### Task statement
Find each line in the data below that contains the string "roof" and copy those lines as they appear.

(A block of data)
++++++
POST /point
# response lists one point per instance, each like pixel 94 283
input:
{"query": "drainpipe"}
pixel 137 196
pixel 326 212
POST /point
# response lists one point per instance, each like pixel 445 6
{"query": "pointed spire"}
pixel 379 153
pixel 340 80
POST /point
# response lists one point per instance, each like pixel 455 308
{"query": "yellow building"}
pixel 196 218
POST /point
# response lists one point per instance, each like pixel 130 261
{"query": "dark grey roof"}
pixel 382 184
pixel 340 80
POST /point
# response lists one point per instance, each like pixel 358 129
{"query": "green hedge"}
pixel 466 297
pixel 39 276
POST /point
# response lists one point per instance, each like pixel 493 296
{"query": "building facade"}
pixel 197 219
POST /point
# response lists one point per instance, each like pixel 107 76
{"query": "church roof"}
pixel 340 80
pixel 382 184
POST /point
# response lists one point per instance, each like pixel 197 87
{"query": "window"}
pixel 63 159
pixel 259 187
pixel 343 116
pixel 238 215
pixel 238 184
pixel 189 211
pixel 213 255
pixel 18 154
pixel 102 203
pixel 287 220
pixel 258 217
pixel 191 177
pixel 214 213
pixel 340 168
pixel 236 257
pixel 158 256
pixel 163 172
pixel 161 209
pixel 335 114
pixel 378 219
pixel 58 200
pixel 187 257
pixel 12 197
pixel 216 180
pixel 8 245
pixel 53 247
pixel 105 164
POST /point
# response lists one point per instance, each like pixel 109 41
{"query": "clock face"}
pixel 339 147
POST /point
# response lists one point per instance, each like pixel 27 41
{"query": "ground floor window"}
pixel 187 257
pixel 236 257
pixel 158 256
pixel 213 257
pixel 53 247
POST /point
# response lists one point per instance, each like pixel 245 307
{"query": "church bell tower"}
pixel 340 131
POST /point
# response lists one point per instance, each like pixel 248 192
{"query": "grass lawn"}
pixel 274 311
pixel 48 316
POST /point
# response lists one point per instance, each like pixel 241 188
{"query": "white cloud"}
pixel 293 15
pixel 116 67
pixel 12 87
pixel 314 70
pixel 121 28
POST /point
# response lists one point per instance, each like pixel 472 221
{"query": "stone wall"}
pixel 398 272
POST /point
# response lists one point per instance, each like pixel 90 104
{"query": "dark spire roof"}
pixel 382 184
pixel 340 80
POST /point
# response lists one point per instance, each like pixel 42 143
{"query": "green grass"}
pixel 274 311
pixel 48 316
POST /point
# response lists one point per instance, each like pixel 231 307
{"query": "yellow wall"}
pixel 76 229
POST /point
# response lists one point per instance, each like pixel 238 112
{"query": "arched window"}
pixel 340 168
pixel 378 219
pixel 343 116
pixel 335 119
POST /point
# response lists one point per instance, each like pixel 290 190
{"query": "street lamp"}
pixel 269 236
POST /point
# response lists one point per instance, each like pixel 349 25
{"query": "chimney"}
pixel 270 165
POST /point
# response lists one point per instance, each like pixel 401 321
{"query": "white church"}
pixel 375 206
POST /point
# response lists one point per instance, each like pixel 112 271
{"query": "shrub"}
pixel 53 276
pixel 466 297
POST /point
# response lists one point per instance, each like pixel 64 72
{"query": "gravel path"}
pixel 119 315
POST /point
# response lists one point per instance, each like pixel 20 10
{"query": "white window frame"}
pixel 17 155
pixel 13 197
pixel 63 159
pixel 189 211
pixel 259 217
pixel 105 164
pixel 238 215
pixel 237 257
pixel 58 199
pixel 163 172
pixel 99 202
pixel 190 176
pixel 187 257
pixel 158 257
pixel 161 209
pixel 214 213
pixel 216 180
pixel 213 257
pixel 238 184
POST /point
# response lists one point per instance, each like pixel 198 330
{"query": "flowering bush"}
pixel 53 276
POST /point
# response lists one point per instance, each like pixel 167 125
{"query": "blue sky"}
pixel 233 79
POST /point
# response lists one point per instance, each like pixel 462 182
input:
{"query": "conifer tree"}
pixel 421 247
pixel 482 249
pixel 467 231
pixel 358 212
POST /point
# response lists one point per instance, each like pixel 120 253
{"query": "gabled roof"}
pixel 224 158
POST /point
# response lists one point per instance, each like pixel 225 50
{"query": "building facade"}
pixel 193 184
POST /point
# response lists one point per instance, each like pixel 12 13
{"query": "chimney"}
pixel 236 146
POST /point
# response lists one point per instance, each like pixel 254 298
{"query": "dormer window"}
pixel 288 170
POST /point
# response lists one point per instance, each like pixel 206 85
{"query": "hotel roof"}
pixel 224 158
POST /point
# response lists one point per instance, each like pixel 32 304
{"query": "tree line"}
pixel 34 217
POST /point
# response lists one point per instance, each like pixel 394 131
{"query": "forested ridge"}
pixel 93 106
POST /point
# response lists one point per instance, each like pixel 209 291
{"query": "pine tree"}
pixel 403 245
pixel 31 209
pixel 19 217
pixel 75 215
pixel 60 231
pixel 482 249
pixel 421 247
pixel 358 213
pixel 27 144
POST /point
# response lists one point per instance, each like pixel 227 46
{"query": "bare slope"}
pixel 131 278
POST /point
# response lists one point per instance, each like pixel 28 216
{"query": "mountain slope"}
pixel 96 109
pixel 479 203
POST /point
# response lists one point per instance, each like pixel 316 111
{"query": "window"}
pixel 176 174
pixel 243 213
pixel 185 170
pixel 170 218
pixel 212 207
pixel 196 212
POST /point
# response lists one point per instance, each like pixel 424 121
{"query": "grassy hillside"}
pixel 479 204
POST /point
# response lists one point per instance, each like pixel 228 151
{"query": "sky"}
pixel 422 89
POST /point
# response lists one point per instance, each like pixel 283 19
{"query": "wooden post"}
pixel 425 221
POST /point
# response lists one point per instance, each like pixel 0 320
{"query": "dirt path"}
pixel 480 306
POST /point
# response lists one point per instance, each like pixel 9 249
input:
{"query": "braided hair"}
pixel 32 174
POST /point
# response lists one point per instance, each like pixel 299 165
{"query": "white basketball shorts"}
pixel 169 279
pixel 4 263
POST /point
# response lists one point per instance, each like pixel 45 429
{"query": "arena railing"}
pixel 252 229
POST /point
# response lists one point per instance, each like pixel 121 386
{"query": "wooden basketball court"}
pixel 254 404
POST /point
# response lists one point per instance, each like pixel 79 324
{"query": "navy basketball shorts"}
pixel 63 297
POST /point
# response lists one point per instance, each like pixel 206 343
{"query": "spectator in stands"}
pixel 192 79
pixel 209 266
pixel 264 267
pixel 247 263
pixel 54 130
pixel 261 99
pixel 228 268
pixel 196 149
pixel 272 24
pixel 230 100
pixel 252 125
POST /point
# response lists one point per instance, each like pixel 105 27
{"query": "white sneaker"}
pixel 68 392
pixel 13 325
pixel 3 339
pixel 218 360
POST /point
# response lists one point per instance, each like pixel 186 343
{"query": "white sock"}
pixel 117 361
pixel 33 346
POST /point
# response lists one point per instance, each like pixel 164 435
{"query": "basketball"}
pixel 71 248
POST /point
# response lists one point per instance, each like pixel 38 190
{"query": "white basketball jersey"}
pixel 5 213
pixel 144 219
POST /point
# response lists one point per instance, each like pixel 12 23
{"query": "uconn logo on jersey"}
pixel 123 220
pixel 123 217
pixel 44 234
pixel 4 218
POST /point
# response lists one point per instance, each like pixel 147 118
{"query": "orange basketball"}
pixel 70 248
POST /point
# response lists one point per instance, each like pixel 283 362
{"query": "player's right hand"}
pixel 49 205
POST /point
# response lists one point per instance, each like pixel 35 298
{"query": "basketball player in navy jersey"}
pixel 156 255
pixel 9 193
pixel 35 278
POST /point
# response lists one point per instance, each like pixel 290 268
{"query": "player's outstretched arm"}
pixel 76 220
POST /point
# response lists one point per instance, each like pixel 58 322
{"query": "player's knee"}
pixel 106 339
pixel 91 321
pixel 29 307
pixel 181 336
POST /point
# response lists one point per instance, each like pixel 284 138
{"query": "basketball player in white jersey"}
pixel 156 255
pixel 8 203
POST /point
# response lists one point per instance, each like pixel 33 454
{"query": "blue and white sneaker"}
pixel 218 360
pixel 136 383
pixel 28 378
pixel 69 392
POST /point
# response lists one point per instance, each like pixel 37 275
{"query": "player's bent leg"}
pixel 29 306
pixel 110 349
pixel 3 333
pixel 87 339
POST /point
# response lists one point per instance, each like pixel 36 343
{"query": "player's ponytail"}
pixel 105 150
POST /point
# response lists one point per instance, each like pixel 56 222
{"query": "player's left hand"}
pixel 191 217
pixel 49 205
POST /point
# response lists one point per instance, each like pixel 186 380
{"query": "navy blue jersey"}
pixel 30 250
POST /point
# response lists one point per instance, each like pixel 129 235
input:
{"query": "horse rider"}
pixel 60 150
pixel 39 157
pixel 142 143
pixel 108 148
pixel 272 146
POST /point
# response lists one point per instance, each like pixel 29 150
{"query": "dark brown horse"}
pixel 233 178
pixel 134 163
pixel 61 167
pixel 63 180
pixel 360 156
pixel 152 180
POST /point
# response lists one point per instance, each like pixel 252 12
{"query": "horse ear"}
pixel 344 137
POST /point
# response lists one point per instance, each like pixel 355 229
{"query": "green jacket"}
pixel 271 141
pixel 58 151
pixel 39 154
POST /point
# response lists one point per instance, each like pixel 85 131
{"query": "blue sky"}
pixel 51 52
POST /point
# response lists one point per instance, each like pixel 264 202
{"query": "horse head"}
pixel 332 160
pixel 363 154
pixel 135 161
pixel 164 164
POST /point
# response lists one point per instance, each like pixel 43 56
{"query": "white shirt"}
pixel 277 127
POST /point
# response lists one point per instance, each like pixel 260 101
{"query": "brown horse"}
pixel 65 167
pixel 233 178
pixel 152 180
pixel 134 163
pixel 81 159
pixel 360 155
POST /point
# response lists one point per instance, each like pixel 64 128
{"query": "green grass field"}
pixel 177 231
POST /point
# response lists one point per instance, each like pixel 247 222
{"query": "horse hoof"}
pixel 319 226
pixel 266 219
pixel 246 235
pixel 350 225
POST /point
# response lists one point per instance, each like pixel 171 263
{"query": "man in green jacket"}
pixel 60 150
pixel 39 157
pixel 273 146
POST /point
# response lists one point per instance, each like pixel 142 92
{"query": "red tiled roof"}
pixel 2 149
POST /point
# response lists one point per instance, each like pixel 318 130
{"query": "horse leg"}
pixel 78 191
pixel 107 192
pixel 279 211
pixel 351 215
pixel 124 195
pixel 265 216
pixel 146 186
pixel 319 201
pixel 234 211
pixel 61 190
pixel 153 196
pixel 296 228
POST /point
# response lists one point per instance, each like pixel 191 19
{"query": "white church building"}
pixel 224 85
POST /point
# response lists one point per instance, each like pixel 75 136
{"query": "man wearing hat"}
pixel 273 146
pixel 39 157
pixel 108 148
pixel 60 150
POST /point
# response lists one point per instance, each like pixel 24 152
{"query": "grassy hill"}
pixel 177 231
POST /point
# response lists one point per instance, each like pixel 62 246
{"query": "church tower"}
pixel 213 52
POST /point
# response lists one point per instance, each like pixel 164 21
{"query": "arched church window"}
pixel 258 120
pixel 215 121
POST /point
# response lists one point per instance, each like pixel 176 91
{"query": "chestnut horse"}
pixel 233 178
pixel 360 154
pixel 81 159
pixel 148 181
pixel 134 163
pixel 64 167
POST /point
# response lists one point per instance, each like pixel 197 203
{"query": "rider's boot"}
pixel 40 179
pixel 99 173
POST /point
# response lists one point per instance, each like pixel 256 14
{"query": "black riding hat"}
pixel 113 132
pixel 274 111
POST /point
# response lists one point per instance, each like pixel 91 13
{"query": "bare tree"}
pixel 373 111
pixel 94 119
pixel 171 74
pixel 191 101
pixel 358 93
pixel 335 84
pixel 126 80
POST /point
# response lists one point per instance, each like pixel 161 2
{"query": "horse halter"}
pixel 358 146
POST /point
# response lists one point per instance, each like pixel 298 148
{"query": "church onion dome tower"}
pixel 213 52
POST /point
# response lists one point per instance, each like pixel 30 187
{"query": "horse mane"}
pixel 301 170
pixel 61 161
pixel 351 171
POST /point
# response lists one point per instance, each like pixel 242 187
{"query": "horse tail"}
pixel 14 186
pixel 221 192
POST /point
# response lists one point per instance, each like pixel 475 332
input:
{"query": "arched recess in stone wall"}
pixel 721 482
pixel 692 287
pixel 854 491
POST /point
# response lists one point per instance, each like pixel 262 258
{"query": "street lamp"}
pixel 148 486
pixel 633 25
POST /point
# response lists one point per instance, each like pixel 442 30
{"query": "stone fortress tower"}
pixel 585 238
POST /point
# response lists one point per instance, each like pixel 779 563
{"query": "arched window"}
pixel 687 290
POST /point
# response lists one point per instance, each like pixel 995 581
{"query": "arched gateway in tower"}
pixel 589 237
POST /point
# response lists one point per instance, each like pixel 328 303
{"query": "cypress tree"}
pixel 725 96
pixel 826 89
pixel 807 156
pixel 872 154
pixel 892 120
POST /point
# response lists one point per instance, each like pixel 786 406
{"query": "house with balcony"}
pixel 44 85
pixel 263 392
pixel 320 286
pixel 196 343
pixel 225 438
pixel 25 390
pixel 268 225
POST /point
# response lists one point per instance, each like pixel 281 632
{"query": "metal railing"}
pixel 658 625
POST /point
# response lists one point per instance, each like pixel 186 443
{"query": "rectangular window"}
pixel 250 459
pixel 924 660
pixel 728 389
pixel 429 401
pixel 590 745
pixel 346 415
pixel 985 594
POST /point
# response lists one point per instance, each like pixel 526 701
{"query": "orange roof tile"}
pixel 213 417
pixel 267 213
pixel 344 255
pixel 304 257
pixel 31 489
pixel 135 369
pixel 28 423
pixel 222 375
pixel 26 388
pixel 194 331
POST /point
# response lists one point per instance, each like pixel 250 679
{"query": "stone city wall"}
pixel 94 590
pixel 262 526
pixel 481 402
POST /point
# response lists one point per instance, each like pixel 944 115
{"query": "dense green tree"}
++++++
### Output of the exercise
{"query": "dark grey roof"}
{"query": "church roof"}
{"query": "dark spire roof"}
{"query": "gabled roof"}
{"query": "hotel roof"}
{"query": "red tiled roof"}
{"query": "orange roof tile"}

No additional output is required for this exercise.